◆ **TASK LIST**
1. According to the Oregon woman suffrage history text, about how many women gathered at the Benson Hotel on August 28, 1920?
2. Write what comes next in the Oregon woman suffrage history text, picking up after its final line.

◆ **TEXT SEGMENT**
Oregon Woman Suffrage History Month to Month

Portland Women Celebrate Federal Amendment Victory, August 28, 1920

Oregon women celebrated the ratification of the Nineteenth Amendment, which states that “the right of citizens of the United States to vote shall not be denied or abridged by the United States or by any State on account of sex,” at a luncheon at the Benson Hotel in Portland on August 28, 1920.

“Suffragists Here Celebrate Victory,” Oregonian, August 29, 1920, 20.

August 28, 1920 Oregon Women Celebrate the Achievement of National Woman Suffrage

Some 230 women gathered at the Benson Hotel in Portland on Saturday, August 28, 1920 to celebrate the ratification of the Nineteenth Amendment, which made woman suffrage the law of the United States. Oregon women had had full voting rights for almost eight years. Both houses of the Oregon legislature had voted to adopt House Joint Resolution 1, introduced by Representative Sylvia Thompson, on January 12, 1920, making Oregon the twenty-fifth state to ratify the Nineteenth Amendment. Tennessee was the last of the thirty-six states to ratify the amendment and it became part of the U.S. Constitution on August 26, 1920.

Mayor George Baker issued a proclamation asking all Portlanders to participate in a demonstration for noon on Saturday August 28 to recognize the event. Supporters urged mills, factories and churches across the state to ring bells and blow whistles to commemorate the day. At the Benson Hotel women “stood at attention around their tables” at noon for the ringing of the bells as the start of the victory luncheon.

The event commemorated the work of early leader Abigail Scott Duniway, who had died in 1915, and members of “the younger generation” who had been active in the successful 1912 campaign. And those present looked to the future as the Oregon Equal Suffrage Alliance became the League of Women Voters of Oregon with Effie Comstock Simmons as president.

—Kimberly Jensen

Suffragists Celebrate Victory

Further reading:

“Senate Gives Way for Mrs. Thompson,” Oregonian, January 14, 1920, 6

“Oregon Women Joyous Because Suffrage Wins in Tennessee,” Oregon Journal, August 18, 1920, 1.

“Women of Portland to Celebrate Saturday,” Oregonian, August 26, 1920, 1.

“Suffragists Here Celebrate Victory,” Oregonian, August 29, 1920, 20.

◆ **DATA**
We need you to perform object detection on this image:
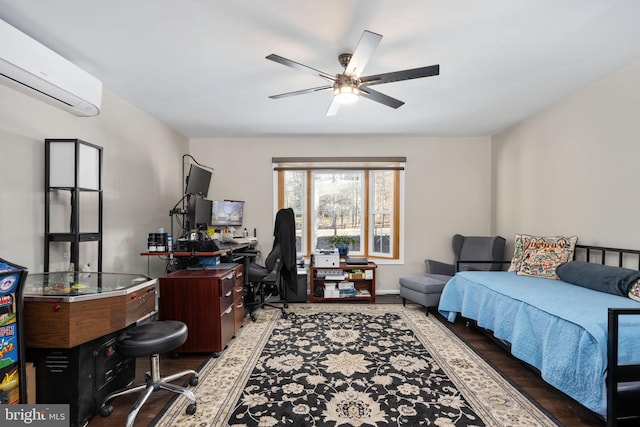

◆ **EXERCISE ANSWERS**
1. Some 230 women.

2.
Jean H. Baker, ed., Votes for Women: The Struggle for Suffrage Revisited (New York: Oxford University Press, 2002)

Sara Hunter Graham, Woman Suffrage and the New Democracy (New Haven: Yale University Press, 1996)

One Woman One Vote: Rediscovering the Woman Suffrage Movement, prod. Ruth Pollack, 1996, DVD, 146 minutes.
www.pbs.org/wgbh/americanexperience/OneWomanOneVote/introduction

League of Women Voters of Oregon www.lwvor.org

 

Want to read more articles from Oregon suffrage campaigns? Click here

Posted by history class on 08/06 at 08:13 PM
Permalink


July 1912 Portlanders Screen the film Votes for Women starring Anna Howard Shaw and Jane Addams

“Motion Pictures Plea for Equal Suffrage,” Oregon Journal, July 17, 1912, 5.


July 17-19, 1912 Suffrage Film Votes for Women at the Star Theater in Portland

By July 1912 workers across Oregon were active in the final campaign for woman suffrage that would result in victory in the November election. Oregon suffragists were building their campaign by using mass media and advertising techniques to get their message across to voters in early twentieth-century consumer culture.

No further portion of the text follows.